§ **GOAL OF THE EXERCISE**
What do the lines say from the one containing "Would you mind spotting the bare tree" to the end of the records? Restate them word for word, and only those.

=== DATA TO USE ===

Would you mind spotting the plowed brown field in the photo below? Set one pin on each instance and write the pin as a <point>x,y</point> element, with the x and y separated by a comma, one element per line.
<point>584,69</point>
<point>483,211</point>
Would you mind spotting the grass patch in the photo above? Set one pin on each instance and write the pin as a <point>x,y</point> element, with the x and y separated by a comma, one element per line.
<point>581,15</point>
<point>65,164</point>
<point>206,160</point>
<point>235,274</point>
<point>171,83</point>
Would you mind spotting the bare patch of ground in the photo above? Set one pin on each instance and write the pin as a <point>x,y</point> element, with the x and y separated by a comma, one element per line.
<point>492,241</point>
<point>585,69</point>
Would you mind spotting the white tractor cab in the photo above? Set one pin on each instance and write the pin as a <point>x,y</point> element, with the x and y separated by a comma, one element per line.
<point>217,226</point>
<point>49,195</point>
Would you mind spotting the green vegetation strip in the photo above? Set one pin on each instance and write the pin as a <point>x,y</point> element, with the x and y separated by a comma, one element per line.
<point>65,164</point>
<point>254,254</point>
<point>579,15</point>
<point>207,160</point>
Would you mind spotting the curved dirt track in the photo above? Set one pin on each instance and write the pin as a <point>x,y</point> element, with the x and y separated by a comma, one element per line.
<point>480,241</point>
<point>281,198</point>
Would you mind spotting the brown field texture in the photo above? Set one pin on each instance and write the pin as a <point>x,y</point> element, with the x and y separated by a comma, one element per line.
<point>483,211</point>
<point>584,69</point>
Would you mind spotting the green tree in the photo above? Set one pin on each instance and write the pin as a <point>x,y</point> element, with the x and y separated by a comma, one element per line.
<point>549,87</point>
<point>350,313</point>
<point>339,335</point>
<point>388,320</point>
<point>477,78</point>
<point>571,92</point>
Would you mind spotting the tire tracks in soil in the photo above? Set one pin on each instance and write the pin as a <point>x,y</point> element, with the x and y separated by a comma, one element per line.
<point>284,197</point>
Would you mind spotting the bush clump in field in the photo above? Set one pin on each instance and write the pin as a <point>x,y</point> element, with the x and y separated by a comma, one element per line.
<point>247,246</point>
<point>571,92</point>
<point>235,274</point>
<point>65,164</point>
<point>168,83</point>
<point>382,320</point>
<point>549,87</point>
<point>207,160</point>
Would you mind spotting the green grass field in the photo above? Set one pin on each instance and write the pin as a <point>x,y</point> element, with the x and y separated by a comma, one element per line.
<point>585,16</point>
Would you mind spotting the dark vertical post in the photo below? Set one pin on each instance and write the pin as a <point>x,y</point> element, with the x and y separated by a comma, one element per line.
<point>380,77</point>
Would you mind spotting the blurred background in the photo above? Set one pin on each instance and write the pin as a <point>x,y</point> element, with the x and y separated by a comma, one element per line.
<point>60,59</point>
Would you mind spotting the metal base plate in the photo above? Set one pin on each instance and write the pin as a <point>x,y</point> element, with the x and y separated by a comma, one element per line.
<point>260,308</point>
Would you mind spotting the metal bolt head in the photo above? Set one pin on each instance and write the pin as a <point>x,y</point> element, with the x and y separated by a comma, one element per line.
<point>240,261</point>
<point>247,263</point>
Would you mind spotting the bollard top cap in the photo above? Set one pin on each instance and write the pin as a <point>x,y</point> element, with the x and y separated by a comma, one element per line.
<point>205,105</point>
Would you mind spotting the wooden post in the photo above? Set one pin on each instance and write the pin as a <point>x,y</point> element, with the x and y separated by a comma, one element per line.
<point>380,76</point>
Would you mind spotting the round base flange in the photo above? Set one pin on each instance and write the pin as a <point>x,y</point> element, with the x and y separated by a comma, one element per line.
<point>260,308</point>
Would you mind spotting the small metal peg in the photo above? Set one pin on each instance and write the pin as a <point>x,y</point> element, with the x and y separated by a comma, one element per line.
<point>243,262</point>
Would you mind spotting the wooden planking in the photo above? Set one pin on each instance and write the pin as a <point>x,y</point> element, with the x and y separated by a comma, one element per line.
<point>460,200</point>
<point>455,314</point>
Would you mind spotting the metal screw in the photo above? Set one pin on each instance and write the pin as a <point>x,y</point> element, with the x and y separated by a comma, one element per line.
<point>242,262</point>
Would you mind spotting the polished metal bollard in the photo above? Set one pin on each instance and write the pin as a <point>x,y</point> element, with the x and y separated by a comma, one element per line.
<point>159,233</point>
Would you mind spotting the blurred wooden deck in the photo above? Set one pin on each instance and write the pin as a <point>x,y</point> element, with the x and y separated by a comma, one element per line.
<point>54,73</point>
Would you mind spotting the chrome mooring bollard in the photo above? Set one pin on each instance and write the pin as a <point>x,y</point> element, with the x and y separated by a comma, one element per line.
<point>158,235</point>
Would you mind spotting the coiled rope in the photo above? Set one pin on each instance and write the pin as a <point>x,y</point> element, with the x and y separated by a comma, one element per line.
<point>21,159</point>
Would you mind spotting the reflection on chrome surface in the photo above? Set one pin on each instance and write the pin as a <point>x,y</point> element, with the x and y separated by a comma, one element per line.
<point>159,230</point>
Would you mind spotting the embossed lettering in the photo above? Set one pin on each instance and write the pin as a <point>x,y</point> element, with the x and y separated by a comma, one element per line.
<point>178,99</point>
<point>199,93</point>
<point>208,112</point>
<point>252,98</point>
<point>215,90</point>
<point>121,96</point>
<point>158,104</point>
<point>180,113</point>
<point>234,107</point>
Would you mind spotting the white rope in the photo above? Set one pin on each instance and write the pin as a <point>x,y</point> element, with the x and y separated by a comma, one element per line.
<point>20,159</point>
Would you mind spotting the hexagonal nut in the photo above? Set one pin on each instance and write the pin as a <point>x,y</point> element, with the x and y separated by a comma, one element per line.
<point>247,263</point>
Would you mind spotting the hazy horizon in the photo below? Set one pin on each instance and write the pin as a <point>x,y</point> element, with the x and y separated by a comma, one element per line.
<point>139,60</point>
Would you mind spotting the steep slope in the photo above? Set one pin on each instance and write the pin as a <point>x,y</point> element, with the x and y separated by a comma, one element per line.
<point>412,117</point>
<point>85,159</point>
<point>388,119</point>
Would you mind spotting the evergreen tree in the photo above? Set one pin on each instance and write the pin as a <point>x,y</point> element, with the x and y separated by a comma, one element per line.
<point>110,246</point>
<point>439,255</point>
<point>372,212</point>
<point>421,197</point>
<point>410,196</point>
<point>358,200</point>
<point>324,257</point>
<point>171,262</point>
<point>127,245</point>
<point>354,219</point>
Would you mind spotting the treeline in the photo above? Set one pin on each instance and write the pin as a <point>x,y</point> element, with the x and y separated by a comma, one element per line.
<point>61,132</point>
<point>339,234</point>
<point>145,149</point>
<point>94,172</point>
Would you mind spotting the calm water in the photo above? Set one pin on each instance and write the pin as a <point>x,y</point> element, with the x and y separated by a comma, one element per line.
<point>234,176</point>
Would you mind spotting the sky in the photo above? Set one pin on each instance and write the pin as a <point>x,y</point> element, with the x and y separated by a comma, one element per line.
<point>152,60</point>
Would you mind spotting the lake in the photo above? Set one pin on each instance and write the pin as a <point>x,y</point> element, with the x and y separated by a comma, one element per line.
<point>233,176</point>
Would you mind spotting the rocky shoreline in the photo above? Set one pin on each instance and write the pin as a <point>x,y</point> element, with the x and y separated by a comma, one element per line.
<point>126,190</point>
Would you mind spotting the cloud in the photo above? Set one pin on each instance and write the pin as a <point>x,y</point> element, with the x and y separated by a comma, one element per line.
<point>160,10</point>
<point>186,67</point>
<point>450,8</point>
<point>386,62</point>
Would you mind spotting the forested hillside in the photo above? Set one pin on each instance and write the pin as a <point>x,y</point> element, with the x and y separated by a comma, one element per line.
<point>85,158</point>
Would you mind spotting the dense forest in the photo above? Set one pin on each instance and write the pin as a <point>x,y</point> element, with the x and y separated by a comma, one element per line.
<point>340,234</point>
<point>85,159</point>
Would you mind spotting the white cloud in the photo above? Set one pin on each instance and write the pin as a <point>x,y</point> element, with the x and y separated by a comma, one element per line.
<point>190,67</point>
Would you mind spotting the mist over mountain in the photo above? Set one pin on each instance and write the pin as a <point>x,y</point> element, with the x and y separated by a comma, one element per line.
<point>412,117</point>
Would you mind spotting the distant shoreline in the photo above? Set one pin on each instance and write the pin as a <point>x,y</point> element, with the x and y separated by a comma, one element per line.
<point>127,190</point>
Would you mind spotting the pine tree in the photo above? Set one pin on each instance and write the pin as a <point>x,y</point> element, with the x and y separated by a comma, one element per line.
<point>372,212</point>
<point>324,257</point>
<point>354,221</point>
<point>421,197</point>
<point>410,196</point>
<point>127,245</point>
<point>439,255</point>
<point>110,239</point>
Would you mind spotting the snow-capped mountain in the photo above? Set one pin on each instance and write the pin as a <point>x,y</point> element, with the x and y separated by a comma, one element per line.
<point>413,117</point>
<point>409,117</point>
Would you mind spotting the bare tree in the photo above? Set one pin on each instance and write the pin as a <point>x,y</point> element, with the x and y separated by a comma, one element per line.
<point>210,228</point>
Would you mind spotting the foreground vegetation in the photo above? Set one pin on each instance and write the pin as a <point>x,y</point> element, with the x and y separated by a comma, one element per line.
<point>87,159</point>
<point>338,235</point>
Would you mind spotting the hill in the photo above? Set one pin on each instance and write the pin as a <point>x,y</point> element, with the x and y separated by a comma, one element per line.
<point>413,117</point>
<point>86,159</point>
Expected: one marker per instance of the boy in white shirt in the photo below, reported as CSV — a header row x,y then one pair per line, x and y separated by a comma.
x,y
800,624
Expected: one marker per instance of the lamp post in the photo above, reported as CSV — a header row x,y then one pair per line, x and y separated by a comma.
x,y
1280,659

===

§ **REPLY TO THE TASK**
Would you mind spotting the bare tree in the photo above? Set one pin on each instance and write the pin as a <point>x,y</point> element, with the x and y separated by a comma, one element per line.
<point>210,228</point>
Would you mind spotting the foreground vegetation in the photo above? Set one pin on each instance and write the pin as a <point>x,y</point> element, with the x and y separated by a comma, one element per line.
<point>87,159</point>
<point>338,235</point>
Would you mind spotting the hill in the photo above? Set one pin on each instance and write the pin as a <point>x,y</point> element, with the x and y separated by a comma, one element per line.
<point>413,117</point>
<point>86,159</point>
Expected: one marker per instance of the boy in white shirt in the photo below, reported as CSV — a header row x,y then one pair per line, x and y separated by a comma.
x,y
800,624
Expected: one marker per instance of the lamp post in the photo above, reported as CSV — a header row x,y then one pair per line, x and y separated by a comma.
x,y
1280,659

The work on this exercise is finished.